AIM> Tally the lines in the entries below that contain the word "black", and give only that number.

RAW DATA>
* * *

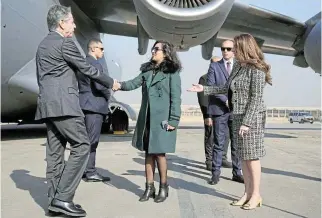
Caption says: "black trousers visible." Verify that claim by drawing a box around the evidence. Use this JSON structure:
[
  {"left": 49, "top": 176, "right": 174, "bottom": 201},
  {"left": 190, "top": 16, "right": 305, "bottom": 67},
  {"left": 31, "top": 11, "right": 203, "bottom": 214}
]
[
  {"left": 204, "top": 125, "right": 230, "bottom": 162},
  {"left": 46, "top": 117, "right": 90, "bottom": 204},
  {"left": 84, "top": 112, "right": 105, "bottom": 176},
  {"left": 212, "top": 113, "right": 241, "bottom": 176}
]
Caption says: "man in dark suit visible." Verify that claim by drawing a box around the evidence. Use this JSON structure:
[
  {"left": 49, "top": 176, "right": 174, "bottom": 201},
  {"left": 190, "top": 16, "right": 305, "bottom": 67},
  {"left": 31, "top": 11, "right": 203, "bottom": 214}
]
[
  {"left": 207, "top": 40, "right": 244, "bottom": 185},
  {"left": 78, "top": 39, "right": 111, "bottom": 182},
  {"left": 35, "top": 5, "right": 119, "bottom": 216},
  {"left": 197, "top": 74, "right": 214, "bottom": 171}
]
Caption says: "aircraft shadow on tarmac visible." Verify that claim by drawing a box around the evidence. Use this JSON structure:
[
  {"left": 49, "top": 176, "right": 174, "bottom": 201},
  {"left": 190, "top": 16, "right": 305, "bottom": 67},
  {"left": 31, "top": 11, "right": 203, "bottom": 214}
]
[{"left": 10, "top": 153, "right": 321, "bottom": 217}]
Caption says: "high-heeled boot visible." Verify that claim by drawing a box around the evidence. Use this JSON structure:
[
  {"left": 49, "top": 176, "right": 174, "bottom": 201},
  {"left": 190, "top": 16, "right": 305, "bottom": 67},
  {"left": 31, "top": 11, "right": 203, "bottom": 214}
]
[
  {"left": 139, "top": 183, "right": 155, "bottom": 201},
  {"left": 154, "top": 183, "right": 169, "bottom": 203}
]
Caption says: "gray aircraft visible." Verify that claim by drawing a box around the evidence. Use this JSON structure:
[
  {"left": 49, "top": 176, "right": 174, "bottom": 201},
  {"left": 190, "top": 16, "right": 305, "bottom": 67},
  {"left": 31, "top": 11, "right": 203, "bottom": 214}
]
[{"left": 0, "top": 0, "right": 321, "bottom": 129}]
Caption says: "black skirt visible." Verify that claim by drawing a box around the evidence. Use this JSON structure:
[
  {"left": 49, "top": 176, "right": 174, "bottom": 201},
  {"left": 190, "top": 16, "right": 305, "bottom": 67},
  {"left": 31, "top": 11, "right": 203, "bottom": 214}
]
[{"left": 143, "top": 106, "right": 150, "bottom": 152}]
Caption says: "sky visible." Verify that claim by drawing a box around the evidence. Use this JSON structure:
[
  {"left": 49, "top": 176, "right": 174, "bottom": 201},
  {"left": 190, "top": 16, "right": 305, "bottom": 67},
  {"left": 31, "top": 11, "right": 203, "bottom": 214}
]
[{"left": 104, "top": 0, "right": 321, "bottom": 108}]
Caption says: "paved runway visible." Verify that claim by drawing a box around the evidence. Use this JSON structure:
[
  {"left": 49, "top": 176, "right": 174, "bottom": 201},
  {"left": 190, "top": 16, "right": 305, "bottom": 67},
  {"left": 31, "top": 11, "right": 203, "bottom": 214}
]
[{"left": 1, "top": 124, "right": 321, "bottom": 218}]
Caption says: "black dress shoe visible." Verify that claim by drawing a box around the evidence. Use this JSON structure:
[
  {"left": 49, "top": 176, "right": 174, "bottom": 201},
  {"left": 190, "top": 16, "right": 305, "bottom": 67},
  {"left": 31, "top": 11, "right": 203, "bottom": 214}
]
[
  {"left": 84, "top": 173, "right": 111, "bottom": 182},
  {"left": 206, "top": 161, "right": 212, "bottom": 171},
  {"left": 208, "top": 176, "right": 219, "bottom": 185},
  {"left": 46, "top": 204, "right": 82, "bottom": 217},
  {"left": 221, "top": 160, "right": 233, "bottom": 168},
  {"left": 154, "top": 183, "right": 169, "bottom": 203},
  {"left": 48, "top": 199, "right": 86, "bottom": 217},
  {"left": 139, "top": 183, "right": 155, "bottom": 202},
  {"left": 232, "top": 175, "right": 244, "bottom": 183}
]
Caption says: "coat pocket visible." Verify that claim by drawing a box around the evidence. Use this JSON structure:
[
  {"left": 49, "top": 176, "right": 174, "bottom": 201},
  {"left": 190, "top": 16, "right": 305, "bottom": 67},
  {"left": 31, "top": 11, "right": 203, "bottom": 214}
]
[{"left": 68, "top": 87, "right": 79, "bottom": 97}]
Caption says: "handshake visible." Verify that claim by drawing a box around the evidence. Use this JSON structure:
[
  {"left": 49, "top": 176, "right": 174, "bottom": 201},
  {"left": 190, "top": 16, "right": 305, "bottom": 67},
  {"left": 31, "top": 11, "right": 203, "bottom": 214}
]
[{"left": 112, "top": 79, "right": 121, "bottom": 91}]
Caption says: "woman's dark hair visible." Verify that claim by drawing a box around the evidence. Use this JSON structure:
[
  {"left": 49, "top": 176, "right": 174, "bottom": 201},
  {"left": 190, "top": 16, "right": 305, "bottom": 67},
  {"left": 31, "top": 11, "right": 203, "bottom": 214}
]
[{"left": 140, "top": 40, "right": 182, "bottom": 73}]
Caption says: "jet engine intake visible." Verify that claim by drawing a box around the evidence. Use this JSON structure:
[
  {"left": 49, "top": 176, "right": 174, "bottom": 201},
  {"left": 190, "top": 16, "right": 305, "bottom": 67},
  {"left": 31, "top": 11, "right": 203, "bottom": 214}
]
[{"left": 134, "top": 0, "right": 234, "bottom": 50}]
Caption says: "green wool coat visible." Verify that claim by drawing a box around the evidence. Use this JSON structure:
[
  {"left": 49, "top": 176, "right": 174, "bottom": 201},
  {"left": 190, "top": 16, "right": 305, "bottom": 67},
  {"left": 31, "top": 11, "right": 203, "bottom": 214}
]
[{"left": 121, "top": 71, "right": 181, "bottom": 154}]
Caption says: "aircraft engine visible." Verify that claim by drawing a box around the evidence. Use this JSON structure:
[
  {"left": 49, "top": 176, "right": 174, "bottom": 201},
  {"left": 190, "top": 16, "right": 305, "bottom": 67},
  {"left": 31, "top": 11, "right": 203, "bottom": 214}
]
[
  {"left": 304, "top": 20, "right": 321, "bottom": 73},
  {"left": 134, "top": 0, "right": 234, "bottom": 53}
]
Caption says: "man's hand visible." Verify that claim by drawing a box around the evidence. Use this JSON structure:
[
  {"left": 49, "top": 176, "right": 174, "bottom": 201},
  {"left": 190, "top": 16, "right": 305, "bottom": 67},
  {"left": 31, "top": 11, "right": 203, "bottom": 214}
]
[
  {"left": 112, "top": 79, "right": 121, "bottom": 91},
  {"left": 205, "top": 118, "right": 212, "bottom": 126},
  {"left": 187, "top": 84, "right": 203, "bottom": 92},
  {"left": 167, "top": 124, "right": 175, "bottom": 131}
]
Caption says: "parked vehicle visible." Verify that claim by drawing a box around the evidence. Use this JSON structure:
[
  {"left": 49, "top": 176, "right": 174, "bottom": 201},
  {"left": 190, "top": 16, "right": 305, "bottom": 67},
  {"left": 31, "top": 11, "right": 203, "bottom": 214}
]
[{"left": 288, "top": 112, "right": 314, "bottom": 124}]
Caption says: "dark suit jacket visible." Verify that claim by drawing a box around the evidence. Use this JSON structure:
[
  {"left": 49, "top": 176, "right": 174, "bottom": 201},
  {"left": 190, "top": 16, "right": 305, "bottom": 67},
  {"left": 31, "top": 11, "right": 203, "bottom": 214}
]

* * *

EXERCISE OUTPUT> 3